Text for analysis:
• • • • • • •

Wednesday, February 28, 2007
There’s lots going on in Simone’s life. She has a best friend who is dating a jerk, a brother who is suddenly handsome and popular, and a crush on a guy who serves coffee at the local food co-op. Simone, an atheist who fights for causes she believes in and works for the American Civil Liberties Union, is caught off guard when her parents tell her that her birth mother wants to meet her. At first she resists, but when she finally lets Rivka into her life she learns about her previously unknown Jewish heritage and how important family and traditions can be. In the midst of great sadness, Simone finds happiness in a romance and satisfaction in being a supportive daughter. This is a realistic story about a high school girl growing up, changing, and learning that there is more to life than she ever imagined. Recommended for readers in grades 8 and up.
Monday, February 26, 2007
Holly is only 12 years old when she flees from a creepy and abusive foster father. Before she runs away, her teacher Ms. Leone encourages Holly to write in a journal. This book is the journal she writes during the seven months she spends hiding, running, and trying to stay alive. She hides in a truck, jumps onto a train, walks, and rides buses. She steals food or eats at soup kitchens. She sleeps outdoors, sometimes under a deck, sometimes in a cave, and finally in a cardboard box. She lives in fear of being caught and of other homeless people who threaten her. I found myself really wanting to know what happens to Holly in the end, and I think middle school readers will feel the same way. This book does not gloss over the realities of being homeless, but I’m guessing that in real life homelessness is even more nightmarish than Holly’s story conveys. If you like reading about young people with big problems, you should read Runaway by Wendelin Van Draanen.
Monday, February 12, 2007
Wow. This book made me want to stock my basement with food and bottled water. This is the diary of Miranda, a 16-year-old who experiences the end of life as she has always known it. A meteor hits the moon and knocks it out of its orbit. There is no immediate effect on Miranda's family in Pennsylvania, but it quickly leads to planetary disaster--tidal waves destroy the coasts, volcanoes erupt and block the sun, and supplies of food and energy are completely disrupted. Miranda and her mother and two brothers stockpile food and try to survive as things get worse and worse. Little by little everything normal is gone--phone service, electricity, school, even sunlight. Miranda's family eats less and less and must live through the winter huddled by the wood stove in one room of their house. And they are the lucky ones. They have firewood and some canned food, and so far they haven't gotten sick. This book will make you think about all the things you take for granted and about how you would react to "the end of the world."

• • • • • • •

Data for review:
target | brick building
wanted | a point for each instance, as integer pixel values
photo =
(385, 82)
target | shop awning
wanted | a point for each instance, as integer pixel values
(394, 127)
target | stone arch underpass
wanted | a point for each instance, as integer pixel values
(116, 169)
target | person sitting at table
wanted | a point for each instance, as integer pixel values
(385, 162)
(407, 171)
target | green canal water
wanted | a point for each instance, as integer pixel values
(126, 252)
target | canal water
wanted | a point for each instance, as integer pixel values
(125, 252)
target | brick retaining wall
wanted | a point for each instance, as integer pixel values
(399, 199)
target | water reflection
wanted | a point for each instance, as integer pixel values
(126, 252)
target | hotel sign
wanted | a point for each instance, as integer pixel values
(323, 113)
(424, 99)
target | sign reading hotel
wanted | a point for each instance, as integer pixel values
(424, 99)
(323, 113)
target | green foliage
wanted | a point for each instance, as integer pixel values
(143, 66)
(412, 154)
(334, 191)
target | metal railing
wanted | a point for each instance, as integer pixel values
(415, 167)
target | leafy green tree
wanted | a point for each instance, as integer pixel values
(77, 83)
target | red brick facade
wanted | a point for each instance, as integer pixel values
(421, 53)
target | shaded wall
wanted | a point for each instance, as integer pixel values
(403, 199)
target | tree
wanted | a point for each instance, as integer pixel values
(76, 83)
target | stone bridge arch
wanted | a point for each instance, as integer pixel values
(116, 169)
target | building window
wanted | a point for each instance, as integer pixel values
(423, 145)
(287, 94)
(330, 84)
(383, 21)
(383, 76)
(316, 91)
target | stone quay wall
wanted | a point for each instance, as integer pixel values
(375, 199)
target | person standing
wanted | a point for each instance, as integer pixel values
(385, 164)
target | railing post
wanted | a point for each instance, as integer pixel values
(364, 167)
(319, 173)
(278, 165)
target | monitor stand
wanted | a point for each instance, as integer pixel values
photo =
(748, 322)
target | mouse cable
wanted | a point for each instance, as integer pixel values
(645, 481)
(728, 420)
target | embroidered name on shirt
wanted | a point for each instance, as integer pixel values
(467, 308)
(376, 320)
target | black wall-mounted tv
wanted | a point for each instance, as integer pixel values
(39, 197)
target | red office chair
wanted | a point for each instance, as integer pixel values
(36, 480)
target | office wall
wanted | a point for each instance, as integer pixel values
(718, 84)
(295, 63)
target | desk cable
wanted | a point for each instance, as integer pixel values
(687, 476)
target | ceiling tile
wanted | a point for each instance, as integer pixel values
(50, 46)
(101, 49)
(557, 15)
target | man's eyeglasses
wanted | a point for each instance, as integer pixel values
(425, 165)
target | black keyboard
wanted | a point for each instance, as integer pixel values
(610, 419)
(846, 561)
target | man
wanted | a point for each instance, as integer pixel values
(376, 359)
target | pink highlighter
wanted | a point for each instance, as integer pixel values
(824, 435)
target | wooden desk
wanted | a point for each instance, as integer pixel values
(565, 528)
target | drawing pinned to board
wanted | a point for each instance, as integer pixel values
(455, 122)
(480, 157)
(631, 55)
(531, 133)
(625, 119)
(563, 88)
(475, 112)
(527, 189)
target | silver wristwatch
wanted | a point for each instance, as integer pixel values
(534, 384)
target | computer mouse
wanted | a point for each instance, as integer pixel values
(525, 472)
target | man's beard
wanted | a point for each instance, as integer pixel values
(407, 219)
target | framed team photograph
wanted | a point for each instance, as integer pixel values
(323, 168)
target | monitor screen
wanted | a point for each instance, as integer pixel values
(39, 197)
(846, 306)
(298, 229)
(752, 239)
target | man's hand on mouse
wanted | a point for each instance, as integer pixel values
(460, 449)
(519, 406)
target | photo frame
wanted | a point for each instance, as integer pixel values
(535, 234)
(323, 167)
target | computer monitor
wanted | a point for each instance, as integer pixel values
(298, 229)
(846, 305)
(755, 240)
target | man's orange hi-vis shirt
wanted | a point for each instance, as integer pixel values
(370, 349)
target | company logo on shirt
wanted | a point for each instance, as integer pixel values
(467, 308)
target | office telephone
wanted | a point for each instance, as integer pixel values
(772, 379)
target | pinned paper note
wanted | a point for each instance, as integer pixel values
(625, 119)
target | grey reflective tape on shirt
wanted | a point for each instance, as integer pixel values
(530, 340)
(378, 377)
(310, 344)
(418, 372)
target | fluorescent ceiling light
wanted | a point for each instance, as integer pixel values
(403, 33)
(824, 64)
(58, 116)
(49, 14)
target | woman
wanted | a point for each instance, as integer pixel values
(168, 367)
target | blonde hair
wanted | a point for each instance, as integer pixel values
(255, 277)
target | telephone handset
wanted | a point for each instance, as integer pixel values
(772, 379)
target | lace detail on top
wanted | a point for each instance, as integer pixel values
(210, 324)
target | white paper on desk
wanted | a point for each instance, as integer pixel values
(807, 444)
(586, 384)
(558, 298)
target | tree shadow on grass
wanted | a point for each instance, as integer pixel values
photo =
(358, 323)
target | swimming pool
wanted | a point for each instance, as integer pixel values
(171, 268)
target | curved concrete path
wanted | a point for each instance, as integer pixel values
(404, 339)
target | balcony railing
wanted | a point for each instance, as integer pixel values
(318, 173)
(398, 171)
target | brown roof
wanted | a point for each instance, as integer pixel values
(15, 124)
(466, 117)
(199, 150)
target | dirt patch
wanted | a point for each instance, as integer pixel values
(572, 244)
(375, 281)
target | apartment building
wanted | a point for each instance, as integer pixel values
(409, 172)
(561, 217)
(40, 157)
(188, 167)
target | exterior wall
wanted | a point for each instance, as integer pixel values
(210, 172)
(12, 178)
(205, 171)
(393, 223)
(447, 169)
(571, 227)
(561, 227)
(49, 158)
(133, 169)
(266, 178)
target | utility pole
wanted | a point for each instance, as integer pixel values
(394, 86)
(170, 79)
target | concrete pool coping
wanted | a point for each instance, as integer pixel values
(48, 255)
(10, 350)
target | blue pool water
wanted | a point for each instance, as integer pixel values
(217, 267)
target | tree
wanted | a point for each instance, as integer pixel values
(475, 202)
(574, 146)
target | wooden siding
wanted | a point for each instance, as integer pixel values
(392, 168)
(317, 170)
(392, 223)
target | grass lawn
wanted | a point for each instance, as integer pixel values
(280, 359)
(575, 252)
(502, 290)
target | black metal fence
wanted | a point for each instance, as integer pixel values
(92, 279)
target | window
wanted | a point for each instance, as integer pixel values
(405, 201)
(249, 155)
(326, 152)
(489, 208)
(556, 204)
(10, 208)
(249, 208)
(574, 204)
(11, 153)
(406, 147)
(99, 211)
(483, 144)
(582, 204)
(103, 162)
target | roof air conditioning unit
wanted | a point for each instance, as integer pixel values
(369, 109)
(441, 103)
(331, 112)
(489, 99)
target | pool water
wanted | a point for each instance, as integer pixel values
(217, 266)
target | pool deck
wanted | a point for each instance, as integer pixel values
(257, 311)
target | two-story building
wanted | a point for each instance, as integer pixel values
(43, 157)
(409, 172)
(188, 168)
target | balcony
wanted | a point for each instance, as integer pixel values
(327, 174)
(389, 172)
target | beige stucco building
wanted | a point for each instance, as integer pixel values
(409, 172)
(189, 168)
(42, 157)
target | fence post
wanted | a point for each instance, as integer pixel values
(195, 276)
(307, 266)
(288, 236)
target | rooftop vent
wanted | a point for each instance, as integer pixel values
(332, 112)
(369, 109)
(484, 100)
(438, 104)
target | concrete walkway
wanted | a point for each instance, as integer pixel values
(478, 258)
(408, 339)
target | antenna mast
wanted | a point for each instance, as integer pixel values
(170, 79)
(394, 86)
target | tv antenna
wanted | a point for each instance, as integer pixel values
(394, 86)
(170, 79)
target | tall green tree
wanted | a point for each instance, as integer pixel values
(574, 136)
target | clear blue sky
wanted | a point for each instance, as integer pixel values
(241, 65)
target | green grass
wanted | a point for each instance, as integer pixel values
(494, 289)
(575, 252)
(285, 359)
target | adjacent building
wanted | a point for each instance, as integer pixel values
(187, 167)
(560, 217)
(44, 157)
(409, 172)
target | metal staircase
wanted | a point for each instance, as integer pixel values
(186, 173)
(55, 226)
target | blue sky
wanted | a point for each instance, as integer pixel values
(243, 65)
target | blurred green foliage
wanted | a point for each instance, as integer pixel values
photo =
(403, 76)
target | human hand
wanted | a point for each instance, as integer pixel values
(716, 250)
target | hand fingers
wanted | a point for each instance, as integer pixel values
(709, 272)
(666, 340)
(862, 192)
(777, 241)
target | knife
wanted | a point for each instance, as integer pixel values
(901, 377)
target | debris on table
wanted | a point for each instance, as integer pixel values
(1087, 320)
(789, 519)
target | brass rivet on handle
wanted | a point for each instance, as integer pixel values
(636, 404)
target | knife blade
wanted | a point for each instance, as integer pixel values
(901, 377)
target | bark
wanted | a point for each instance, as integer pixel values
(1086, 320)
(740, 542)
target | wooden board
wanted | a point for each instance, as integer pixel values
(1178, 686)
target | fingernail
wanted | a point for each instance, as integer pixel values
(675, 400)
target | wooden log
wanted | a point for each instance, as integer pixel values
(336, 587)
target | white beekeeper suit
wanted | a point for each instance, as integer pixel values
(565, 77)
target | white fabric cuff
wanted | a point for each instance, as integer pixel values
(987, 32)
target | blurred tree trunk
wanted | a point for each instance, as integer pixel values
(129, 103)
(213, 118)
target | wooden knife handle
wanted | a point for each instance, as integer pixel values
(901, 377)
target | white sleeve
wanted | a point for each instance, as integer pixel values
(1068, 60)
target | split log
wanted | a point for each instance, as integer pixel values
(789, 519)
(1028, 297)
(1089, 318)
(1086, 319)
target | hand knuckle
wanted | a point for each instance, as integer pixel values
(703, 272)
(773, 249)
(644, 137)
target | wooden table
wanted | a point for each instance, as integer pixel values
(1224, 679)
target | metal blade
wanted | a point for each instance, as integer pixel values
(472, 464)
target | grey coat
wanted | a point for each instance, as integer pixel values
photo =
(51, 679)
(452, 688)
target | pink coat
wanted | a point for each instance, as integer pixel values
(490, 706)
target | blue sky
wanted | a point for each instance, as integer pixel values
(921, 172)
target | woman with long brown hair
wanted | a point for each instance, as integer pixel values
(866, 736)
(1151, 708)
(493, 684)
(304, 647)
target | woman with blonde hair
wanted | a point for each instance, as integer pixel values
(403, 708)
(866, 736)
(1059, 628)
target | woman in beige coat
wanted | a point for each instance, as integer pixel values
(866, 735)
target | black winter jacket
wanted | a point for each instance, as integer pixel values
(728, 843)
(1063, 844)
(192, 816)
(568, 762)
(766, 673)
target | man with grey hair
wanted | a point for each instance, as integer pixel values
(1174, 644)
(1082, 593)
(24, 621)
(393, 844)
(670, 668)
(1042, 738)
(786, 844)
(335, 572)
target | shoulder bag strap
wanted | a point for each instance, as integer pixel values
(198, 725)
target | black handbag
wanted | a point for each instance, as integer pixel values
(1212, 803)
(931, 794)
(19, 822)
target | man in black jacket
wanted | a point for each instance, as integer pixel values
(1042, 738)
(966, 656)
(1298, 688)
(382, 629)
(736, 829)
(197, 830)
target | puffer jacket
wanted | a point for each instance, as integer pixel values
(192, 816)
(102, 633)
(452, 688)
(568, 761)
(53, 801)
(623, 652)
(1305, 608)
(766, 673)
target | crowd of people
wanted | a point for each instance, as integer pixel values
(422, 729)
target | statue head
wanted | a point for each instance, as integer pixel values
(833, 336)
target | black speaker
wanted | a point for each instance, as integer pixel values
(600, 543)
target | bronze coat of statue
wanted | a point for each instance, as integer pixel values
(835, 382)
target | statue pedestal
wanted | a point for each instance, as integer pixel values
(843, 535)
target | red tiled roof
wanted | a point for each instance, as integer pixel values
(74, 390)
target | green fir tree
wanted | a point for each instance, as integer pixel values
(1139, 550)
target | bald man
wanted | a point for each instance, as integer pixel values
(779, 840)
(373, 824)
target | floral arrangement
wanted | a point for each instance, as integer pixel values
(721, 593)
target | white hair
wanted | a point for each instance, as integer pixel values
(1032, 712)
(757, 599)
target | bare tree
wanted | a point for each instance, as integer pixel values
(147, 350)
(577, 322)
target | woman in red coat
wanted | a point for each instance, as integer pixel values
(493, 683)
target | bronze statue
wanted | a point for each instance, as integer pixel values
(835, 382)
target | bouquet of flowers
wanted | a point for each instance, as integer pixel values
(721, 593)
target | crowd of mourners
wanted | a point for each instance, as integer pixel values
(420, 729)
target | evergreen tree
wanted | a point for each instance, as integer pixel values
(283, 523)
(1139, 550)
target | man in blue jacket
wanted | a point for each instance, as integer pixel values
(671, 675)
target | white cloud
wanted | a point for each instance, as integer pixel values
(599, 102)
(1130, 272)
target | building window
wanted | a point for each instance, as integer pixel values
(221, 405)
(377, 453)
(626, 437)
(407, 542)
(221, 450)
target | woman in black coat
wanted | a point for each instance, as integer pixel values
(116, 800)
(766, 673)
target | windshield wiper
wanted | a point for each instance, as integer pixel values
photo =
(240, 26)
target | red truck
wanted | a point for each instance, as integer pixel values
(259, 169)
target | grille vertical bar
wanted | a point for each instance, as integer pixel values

• • • • • • •

Required action: Extract from the book reviews the part that opens with the words containing "Wednesday, February 28, 2007" and closes with "grades 8 and up.". Rely only on the book reviews for what comes next.

Answer to this problem:
Wednesday, February 28, 2007
There’s lots going on in Simone’s life. She has a best friend who is dating a jerk, a brother who is suddenly handsome and popular, and a crush on a guy who serves coffee at the local food co-op. Simone, an atheist who fights for causes she believes in and works for the American Civil Liberties Union, is caught off guard when her parents tell her that her birth mother wants to meet her. At first she resists, but when she finally lets Rivka into her life she learns about her previously unknown Jewish heritage and how important family and traditions can be. In the midst of great sadness, Simone finds happiness in a romance and satisfaction in being a supportive daughter. This is a realistic story about a high school girl growing up, changing, and learning that there is more to life than she ever imagined. Recommended for readers in grades 8 and up.